Excerpt provided>
━━━━━━

# Which Drying Towel?



## Flint (Feb 15, 2012)

Hi

Which drying towel do people recommend nowadays?

Thanks


----------



## hardsy_uk (Mar 26, 2012)

I use these... 

http://i4detailing.co.uk/acatalog/Miracle_Dryer.html


----------



## YELLOW_TT (Feb 25, 2004)

There is a test on these in this weeks Auto Express cant remember what won but I think the Dodo juice one did well


----------



## robokn (Feb 21, 2006)

It came out on top I think by quite some margin


----------



## No.25 (Apr 11, 2012)

I use this:

http://www.cleanyourcar.co.uk/washi...uys-wooly-mammoth-drying-towel/prod_1003.html

The car has more luxuries than I do!!


----------



## forest (Mar 17, 2009)

And another one

http://www.polishedbliss.co.uk/acatalog ... towel.html


----------



## lamps (Nov 16, 2009)

I,ve been used the Polished Bliss drying towel for some time now and I can vouch for it being extremely good at what it's supposed to do!

Lamps


----------



## m-a-r-k (Nov 17, 2009)

robokn said:


> It came out on top I think by quite some margin


It came third although was the best at water absorption.
The Kent towel won.
http://www.autoexpress.co.uk/products/p ... ested.html


----------



## IC_HOTT (May 29, 2010)

m-a-r-k said:


> robokn said:
> 
> 
> > It came out on top I think by quite some margin
> ...


+1


----------



## philb (Oct 23, 2011)

The auto-glym towel works well but quite pricey compared to some of the larger towels. 
Can't complain for the £1.50 I bought it for though!!


----------



## TheMetalMan0 (Jun 30, 2009)

These are amazing. Looks very similar to some of the others posted so any of those will probably do well.


----------



## blizeH (Feb 10, 2012)

The kent one seems to be half the price of the other ones mentioned on here, and came out top of the results? Hmm... tempting


----------



## Guzi (Jun 13, 2010)

TheMetalMan0 said:


> These are amazing. Looks very similar to some of the others posted so any of those will probably do well.


+1

cant beleive i hadn't used one before!


----------

━━━━━━

Stored data entries>

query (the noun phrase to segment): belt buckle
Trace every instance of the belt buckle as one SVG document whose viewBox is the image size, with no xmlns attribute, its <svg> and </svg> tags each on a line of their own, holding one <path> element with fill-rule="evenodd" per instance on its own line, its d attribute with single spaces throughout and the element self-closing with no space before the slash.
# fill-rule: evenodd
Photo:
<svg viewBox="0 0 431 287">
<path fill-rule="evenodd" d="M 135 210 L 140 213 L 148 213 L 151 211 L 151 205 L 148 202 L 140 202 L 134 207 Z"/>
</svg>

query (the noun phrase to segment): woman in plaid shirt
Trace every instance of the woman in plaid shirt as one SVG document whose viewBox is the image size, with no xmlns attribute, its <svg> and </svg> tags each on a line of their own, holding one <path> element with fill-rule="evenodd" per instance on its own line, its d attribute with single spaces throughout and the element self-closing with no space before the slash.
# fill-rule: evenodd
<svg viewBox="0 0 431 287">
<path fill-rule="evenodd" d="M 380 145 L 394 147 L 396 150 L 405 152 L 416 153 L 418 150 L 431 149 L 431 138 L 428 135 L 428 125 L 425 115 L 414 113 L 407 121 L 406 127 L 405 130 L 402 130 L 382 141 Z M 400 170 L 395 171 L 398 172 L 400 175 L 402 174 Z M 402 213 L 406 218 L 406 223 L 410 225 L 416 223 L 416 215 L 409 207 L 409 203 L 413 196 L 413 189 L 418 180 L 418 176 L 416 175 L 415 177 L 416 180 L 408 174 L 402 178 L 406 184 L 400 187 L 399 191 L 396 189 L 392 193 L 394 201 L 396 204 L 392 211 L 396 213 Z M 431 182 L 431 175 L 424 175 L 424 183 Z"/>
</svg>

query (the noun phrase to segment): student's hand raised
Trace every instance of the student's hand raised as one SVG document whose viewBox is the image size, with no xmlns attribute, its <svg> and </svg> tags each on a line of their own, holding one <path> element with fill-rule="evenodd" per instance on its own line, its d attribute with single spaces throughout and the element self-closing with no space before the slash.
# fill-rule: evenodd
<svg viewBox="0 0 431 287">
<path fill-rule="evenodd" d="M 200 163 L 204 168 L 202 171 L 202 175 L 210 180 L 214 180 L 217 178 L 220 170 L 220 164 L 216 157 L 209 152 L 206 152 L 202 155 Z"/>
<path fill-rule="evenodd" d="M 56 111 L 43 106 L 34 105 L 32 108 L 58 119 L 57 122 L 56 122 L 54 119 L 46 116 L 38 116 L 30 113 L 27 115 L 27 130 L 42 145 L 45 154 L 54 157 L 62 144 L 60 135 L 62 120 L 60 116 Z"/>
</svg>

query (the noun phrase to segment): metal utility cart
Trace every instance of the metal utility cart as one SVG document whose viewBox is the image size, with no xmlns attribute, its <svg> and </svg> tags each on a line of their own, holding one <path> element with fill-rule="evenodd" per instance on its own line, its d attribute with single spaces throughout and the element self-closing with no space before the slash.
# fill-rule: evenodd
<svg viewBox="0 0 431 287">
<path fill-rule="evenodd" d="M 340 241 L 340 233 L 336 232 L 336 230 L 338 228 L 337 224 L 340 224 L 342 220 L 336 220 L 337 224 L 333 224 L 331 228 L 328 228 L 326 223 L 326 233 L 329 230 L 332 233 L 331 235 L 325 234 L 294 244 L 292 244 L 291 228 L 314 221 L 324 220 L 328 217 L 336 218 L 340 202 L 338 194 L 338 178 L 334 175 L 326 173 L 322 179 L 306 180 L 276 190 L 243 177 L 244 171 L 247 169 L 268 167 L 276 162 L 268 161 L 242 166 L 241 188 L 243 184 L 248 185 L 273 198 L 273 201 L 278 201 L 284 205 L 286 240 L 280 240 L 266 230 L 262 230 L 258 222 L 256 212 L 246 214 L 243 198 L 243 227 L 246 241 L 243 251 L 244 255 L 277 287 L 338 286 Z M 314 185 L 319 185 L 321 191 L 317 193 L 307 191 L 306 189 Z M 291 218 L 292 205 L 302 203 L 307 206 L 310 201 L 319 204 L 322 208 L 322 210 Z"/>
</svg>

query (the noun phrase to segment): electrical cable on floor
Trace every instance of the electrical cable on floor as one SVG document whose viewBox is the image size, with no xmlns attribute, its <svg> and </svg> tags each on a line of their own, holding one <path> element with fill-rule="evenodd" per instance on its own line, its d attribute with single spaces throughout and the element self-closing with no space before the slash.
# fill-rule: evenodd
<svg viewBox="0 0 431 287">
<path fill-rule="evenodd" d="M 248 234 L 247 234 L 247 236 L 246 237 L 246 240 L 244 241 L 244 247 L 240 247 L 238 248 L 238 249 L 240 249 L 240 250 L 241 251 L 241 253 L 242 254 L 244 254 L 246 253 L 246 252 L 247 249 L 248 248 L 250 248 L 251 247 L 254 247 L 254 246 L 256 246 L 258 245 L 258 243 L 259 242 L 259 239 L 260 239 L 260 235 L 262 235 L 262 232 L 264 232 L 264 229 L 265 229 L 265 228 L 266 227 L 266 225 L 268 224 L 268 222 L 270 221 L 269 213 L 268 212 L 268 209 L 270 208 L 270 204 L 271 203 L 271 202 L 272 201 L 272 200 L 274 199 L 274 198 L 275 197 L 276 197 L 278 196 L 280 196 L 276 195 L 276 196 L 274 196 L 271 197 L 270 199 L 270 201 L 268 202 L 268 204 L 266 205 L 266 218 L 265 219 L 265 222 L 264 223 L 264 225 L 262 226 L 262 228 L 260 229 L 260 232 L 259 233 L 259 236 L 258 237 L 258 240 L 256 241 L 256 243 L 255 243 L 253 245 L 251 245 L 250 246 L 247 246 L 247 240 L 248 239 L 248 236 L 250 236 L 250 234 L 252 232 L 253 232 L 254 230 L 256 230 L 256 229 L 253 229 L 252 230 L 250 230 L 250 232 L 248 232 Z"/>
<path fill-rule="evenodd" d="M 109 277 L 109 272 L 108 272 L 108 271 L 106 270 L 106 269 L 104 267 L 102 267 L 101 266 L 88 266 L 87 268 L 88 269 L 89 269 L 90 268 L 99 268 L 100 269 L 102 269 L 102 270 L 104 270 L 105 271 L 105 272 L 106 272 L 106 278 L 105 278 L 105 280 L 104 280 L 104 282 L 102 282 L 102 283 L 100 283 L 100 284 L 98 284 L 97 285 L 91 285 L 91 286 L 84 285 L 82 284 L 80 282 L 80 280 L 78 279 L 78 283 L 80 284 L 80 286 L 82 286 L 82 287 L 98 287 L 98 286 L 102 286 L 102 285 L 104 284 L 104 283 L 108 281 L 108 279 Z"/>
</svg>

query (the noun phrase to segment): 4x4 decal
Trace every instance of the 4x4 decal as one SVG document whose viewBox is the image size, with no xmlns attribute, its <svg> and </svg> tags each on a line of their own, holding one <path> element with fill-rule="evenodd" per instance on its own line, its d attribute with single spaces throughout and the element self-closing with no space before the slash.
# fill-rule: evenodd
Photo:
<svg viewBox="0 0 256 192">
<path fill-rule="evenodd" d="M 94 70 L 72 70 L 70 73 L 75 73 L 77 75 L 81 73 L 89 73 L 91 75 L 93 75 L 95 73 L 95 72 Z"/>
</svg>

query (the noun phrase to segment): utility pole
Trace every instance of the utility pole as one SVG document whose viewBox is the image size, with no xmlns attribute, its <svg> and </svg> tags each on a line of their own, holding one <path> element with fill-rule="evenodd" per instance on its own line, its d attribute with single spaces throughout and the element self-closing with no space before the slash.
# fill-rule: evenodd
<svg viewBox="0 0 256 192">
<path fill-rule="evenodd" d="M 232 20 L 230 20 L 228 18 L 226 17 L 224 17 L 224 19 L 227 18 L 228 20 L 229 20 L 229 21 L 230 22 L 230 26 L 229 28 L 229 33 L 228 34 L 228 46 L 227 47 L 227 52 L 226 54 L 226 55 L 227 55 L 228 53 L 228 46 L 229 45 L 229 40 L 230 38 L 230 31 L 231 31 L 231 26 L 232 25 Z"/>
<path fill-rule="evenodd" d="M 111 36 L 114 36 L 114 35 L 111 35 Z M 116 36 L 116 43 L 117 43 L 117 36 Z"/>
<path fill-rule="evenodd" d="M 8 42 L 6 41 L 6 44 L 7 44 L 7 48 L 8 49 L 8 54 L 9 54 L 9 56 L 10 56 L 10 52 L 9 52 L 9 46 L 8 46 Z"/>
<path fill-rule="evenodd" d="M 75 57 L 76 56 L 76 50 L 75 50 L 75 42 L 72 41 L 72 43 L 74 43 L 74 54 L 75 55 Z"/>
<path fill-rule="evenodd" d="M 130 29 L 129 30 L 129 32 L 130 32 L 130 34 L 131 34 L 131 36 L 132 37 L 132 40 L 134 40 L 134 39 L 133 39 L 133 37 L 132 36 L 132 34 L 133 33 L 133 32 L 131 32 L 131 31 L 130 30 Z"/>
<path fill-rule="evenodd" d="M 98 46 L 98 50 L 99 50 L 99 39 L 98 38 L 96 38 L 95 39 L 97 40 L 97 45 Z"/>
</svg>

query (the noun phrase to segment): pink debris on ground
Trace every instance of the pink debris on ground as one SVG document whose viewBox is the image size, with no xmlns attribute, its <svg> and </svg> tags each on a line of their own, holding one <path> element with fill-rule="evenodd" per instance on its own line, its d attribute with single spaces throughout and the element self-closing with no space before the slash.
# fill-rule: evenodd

━━━━━━

Your tasks>
a. Answer these questions about the drying towel thread, one per line:
(i) According to m-a-r-k, which towel won the Auto Express test?
(ii) How much did philb pay for the Auto-Glym towel?
(iii) Which drying towel does lamps say they have been using for some time?
b. Pull out every line of the records that contains the string "cable", paying attention to case.
The thread and the records are separate pieces of material.

Complete answers>
a.
(i) The Kent towel
(ii) £1.50
(iii) The Polished Bliss drying towel

b.
query (the noun phrase to segment): electrical cable on floor
Trace every instance of the electrical cable on floor as one SVG document whose viewBox is the image size, with no xmlns attribute, its <svg> and </svg> tags each on a line of their own, holding one <path> element with fill-rule="evenodd" per instance on its own line, its d attribute with single spaces throughout and the element self-closing with no space before the slash.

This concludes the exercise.